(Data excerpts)
===============
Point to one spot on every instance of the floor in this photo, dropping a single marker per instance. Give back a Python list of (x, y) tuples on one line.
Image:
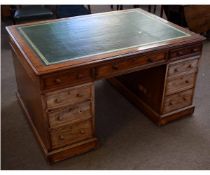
[(128, 139)]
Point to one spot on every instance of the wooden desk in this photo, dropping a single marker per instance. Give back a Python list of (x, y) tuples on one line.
[(151, 61)]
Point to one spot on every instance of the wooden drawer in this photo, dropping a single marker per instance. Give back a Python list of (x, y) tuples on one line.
[(180, 83), (69, 96), (185, 51), (179, 67), (70, 114), (71, 133), (177, 101), (57, 80), (116, 67)]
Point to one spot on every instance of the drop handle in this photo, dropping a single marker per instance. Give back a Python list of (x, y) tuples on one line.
[(80, 75), (190, 66), (184, 98), (79, 95), (60, 117), (195, 49), (58, 80), (171, 103), (115, 66), (149, 60), (58, 100), (61, 137), (82, 131), (175, 70), (181, 52)]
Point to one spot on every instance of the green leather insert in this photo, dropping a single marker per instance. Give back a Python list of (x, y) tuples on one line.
[(79, 37)]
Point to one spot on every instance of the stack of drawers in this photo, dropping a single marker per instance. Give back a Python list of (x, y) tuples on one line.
[(70, 115), (180, 84)]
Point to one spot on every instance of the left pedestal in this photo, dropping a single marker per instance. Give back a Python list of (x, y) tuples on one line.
[(62, 119)]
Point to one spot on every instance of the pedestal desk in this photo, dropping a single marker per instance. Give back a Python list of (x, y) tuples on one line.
[(148, 59)]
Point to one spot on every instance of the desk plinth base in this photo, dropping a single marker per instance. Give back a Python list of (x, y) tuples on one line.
[(147, 110), (64, 152)]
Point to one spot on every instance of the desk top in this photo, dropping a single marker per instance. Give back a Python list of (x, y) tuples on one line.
[(92, 36)]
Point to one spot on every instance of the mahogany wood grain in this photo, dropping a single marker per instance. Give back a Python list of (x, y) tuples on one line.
[(59, 99), (70, 114), (189, 65), (71, 133), (39, 68), (180, 83), (159, 119), (177, 101), (68, 96)]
===============
Could you set down exactly the lines from the one containing "Point to one spot on every instance of the mahogany" through the last line of the records above, both included?

Answer space:
Point to one spot on every instance of the mahogany wood grain in this photo, dropping a single marker per instance. Give back a Python list of (x, y) tuples on one line.
[(59, 99), (70, 114), (189, 65), (71, 133), (39, 68), (180, 83), (159, 119), (177, 101), (68, 96)]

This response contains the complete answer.